## TASK INPUT
◆ ◆ ◆

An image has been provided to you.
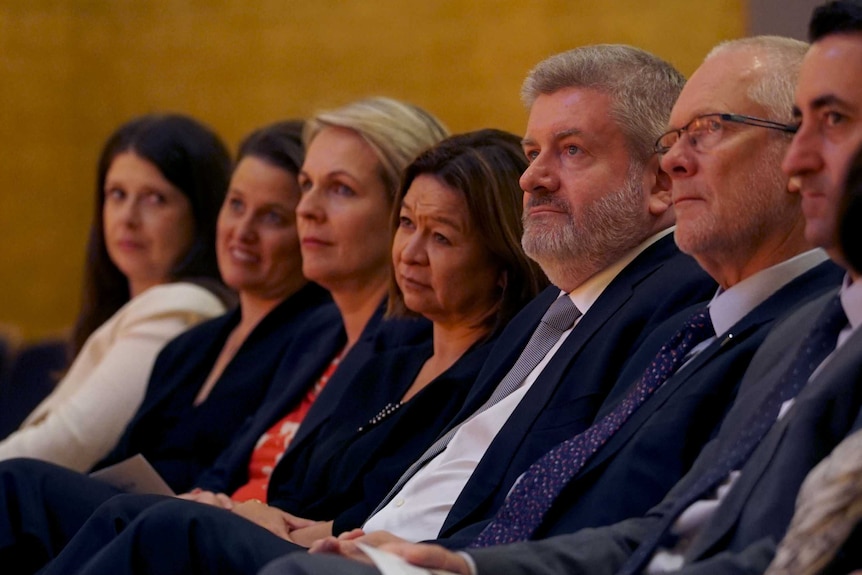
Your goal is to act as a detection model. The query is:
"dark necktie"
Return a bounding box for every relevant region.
[619,295,847,575]
[371,294,581,515]
[471,308,715,547]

◆ ◆ ◆

## EXERCISE BRIEF
Copy out the material above, including its requests, with every bounding box coordinate in the answers multiplied by 1.85 and rounded to the nearest whole number, halves rounded up. Leave the picture out of your copy.

## OUTPUT BELOW
An image has been provided to you.
Your goal is to act as a detection model. The query is:
"dark necktie"
Return a bounding box for every relevant region.
[1145,546,1567,1064]
[686,544,1075,953]
[871,570,1323,1012]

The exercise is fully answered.